# [Stated problem]
Repeat the material below word for word and leave out all pictures.
══ Provided data
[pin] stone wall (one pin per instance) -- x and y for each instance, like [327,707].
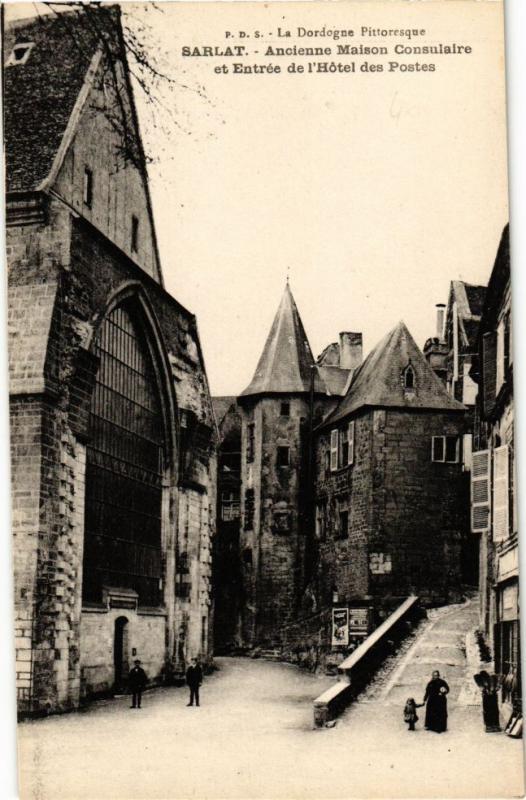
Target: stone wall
[344,554]
[59,293]
[407,514]
[273,548]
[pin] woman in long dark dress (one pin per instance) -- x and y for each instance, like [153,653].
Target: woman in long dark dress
[436,703]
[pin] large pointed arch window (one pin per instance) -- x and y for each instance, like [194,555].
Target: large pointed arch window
[124,465]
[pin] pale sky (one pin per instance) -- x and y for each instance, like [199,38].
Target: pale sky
[374,190]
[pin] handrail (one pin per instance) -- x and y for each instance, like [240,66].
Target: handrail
[334,699]
[377,634]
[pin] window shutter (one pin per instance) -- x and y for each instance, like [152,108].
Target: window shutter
[500,493]
[350,439]
[480,491]
[499,374]
[489,372]
[334,450]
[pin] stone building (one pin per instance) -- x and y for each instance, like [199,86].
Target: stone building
[493,496]
[389,514]
[274,419]
[452,354]
[227,583]
[350,490]
[112,430]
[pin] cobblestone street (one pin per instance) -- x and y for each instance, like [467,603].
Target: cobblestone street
[253,737]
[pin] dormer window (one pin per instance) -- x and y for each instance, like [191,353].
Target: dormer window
[409,379]
[135,234]
[19,53]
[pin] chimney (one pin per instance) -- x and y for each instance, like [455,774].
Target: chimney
[440,320]
[350,350]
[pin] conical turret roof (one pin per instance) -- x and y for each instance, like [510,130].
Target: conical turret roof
[380,379]
[285,364]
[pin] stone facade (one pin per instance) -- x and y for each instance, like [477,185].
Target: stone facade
[351,499]
[405,514]
[73,261]
[494,519]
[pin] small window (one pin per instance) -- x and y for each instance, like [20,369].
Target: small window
[321,517]
[250,502]
[135,234]
[342,517]
[87,191]
[409,379]
[20,53]
[283,456]
[334,450]
[445,449]
[452,448]
[285,410]
[344,522]
[229,506]
[251,441]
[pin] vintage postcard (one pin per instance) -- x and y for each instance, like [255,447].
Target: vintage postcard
[264,518]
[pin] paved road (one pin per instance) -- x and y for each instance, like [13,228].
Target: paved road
[253,738]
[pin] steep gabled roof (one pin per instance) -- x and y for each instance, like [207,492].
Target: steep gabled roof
[285,364]
[470,302]
[40,94]
[379,382]
[335,379]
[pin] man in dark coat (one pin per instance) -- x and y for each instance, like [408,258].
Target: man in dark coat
[194,679]
[436,700]
[137,680]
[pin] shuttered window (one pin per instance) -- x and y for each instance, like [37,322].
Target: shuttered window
[334,450]
[500,493]
[489,371]
[499,378]
[480,491]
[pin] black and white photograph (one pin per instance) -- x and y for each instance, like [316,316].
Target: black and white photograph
[264,507]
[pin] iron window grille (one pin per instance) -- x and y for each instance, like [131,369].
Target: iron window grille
[124,466]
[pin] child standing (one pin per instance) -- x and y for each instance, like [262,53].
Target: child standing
[410,715]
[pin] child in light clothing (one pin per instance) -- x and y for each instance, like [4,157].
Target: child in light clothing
[410,715]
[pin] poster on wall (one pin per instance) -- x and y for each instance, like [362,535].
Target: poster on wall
[359,621]
[340,626]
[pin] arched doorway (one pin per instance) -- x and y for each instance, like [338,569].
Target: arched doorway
[120,652]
════
# [Response below]
[pin] stone wall (one pin per instance) -- x and y for each instance, like [327,707].
Target: stone wall
[344,554]
[59,293]
[407,514]
[273,548]
[pin] woman in long dark dress (one pin per instance) -- x and y for each instance, like [153,653].
Target: woman in long dark dress
[436,703]
[pin] large pointed arch window (one pin per instance) -- x and y for each instance, like [194,555].
Target: large pointed arch window
[124,465]
[pin] pale sky (one pin per instance) -- x and y for each instance, like [199,38].
Target: pale sky
[374,190]
[pin] handrail (one pin per instance) -- x and y for each instance, like [240,66].
Target: handrail
[334,699]
[377,634]
[pin] window shutter (one pin per instance) -- x and y for each instance, like [152,108].
Target: window shutter
[500,493]
[350,439]
[480,491]
[499,374]
[489,372]
[334,450]
[pin] stone building (one pin per instance) -- x and y for each instance, like [199,86].
Target: stone building
[493,496]
[389,514]
[274,419]
[452,354]
[227,583]
[350,490]
[112,430]
[pin] cobblestone street (one pin per instance) -- x and y for each instance, like [467,603].
Target: cobblestone street
[253,737]
[pin] dormer window (one pin per instance) -- x and y for each instance, like [191,353].
Target: dormer window
[409,379]
[135,234]
[19,53]
[pin] chimney (one pin per instance) -- x and y for each instance, like [455,774].
Target: chimney
[440,320]
[350,350]
[pin] conical turret roof (one pin per instance) -- x and y for each instance, like [510,130].
Target: conical turret roof
[380,379]
[285,364]
[pin] stone facade (one pin per instance) -- x and y for each instance, like [477,185].
Target: stone facade
[351,499]
[405,514]
[73,261]
[494,519]
[pin] small window (one pin per instance) -- x and y for each instance, like [20,369].
Target: small window
[321,517]
[250,502]
[135,234]
[342,517]
[87,191]
[409,379]
[20,53]
[283,456]
[334,450]
[445,449]
[452,448]
[285,410]
[344,522]
[229,506]
[251,441]
[pin] vintage postcard (one pin per instance) -- x and y for each instance, like [255,447].
Target: vintage postcard
[264,518]
[pin] paved road (one pin per instance) -- x and y for each instance, like [13,228].
Target: paved road
[253,738]
[pin] steep gabled roof (one pin per instance) -- x and y for each instance, like [207,492].
Target: steep gabled roof
[285,364]
[470,302]
[40,94]
[379,382]
[335,379]
[pin] man in dark coat (one pin per instance) -- x and y for each instance, like [408,258].
Target: man in dark coat
[194,679]
[436,700]
[137,680]
[pin] shuttered window (one pin per instance) -- x and y for each instance, like [37,322].
Target: shuttered window
[334,450]
[500,493]
[489,371]
[499,378]
[480,491]
[pin] black and white photograph (one pin per instance) -- x and y for each instance, like [316,316].
Target: black and white photograph
[264,507]
[pin] iron window grille (one pin per instance) -- x and y for each instance, like [131,369].
Target: iron window grille
[124,466]
[pin] child standing (one pin per instance) -- x and y for each instance, like [262,53].
Target: child standing
[410,715]
[pin] child in light clothing (one pin per instance) -- x and y for each instance, like [4,157].
Target: child in light clothing
[410,715]
[pin] poster on wall (one pin per instance) -- x and y for each instance, like [362,535].
Target: poster on wall
[359,621]
[340,626]
[pin] arched doorway (one pin per instance) -- x and y for each instance, like [338,569].
Target: arched doorway
[120,652]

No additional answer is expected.